Editor's Note:
Any entrepreneur starting a new business needs a business
plan. Banks require them as do any financial partner, but
more importantly, a business plan helps you to sort out various
aspects of the business startup that may have been overlooked.
Business plans are
developed for more than advising others. A well-written
business plan helps you define your goals. Few business
plans are written that aren't revised in the process, often with
major changes, and a business plan is also a great benchmark for
future reference.
Should You Write Your Own Business Plan?
by: Jan B. King
If you are just starting a company and looking for funding, or
looking for additional funding for growth, you will need to develop
a traditional business plan. Creating a business plan is a business
hurdle that entrepreneurs seem to dread. Do you do it yourself? Do
you hire someone to do it? How do you get it done quickly, but
without spending too much money on it? Will what you do yourself be
adequate to get funding?
In this article I will discuss the pros and cons of
do-it-yourself business planning versus having a business planning
consultant do it for you or with you.
The Do It Yourself Business Plan
Particularly if you are seeking capital of less than $200,000,
consider creating the plan yourself after taking a class or reading
some books or getting some coaching for someone who has written
successful business plans.
Consider taking a three-hour business planning class through
SCORE or the local Small Business Development Center. Even if you
decide afterwards not to write your own plan, you will have a much
better idea of what you want out of the process and what to expect.
There are some good reasons for an entrepreneur to do the
business plan:
- First of all, because you can. If you’ve read sample
business plans and find their accounting jargon intimidating,
you are not alone. But as long as you can clearly get your
message across and have other people such as you accountant look
at the plan before it goes to lenders or others, you can do this
work yourself.
- It is in learning the business planning process that you
develop analytical thinking skills necessary to run your
business with an intimate understanding of your own business
model. Going through the planning process is an invaluable
business experience.
- You need to know the plan inside and out and really understand
the variables involved. You are the one who will be asked the
tough questions by potential investors or lenders, such as
“What will you do if only half your expected revenue comes
in?” or “What will you do if you find out that direct mail
is not working for you as your primary marketing tool?”
Outsourcing the Business Plan Process
Entrepreneurs are fire fighters. One of the most important jobs
of an entrepreneur is to manage time, and do those things that you
are best skilled to do. Many entrepreneurs decide to hire someone
else to do their business plans, often because they have an urgent
need for the funding and can’t afford the learning curve to be
able to develop a high-quality plan that will meet the needs of
lenders or investors.
In addition, if your funding requirements are more than $500,000
my recommendation is to get some professional help with this
project, even if you do some of it yourself.
Some reasons to consider hiring a consultant:
- It will get done! Business planning is done much faster with
someone who knows the process. Every entrepreneur has good
intentions about getting plans completed, but months later they
still haven’t done all the work.
------------------------------------------------------------
■ **Set task 1**: Render the records as a Markdown table with columns Row and Line, starting at the first line of the records and ending at the line containing "point(22, 58)", with blank lines omitted.
------------------------------------------------------------
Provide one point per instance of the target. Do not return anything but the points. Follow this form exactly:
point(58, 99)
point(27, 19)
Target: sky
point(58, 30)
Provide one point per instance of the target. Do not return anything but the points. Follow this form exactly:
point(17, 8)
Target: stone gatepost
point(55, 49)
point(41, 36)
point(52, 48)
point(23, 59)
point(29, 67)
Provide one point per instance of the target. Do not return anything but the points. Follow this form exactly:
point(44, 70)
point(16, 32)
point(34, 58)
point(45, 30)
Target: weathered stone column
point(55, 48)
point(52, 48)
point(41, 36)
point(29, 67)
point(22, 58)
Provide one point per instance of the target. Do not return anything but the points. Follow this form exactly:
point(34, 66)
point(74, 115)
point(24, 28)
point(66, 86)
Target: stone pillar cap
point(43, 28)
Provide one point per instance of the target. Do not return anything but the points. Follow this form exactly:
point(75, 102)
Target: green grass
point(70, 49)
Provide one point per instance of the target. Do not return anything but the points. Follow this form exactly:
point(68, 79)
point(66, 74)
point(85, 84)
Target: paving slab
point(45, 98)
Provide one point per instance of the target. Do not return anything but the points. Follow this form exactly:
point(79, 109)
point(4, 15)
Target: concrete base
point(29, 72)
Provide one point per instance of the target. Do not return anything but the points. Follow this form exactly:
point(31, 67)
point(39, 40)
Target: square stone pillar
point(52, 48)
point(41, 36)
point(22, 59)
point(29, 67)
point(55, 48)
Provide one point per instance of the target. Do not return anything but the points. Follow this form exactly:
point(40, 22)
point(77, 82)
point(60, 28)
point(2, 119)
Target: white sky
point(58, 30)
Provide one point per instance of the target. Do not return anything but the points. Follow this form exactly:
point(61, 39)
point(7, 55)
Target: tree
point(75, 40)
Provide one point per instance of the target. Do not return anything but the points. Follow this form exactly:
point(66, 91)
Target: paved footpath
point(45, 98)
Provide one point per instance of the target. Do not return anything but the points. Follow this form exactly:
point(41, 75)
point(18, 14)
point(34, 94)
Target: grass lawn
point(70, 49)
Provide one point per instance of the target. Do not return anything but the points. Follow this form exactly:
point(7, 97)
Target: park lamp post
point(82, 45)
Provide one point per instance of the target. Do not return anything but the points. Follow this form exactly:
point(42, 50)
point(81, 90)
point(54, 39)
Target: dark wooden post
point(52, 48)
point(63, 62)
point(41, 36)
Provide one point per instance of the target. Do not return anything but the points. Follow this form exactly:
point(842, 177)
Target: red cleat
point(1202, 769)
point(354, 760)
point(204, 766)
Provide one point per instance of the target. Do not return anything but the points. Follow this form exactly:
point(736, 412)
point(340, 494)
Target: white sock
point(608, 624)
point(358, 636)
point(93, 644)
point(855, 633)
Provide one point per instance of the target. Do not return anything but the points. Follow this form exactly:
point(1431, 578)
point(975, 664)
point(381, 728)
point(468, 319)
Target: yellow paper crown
------------------------------------------------------------
■ **Set task 2**:
Answer these questions from the business plan article:
(a) Below what amount of capital sought does the article suggest creating the plan yourself?
(b) Above what amount in funding requirements does the author recommend getting professional help?
(c) Through which organizations does the article suggest taking a three-hour business planning class?

■ **Expected answer 1**:
| Row | Line |
|---|---|
| 1 | Provide one point per instance of the target. Do not return anything but the points. Follow this form exactly: |
| 2 | point(58, 99) |
| 3 | point(27, 19) |
| 4 | Target: sky |
| 5 | point(58, 30) |
| 6 | Provide one point per instance of the target. Do not return anything but the points. Follow this form exactly: |
| 7 | point(17, 8) |
| 8 | Target: stone gatepost |
| 9 | point(55, 49) |
| 10 | point(41, 36) |
| 11 | point(52, 48) |
| 12 | point(23, 59) |
| 13 | point(29, 67) |
| 14 | Provide one point per instance of the target. Do not return anything but the points. Follow this form exactly: |
| 15 | point(44, 70) |
| 16 | point(16, 32) |
| 17 | point(34, 58) |
| 18 | point(45, 30) |
| 19 | Target: weathered stone column |
| 20 | point(55, 48) |
| 21 | point(52, 48) |
| 22 | point(41, 36) |
| 23 | point(29, 67) |
| 24 | point(22, 58) |

■ **Expected answer 2**:
(a) Less than $200,000.
(b) More than $500,000.
(c) SCORE or the local Small Business Development Center.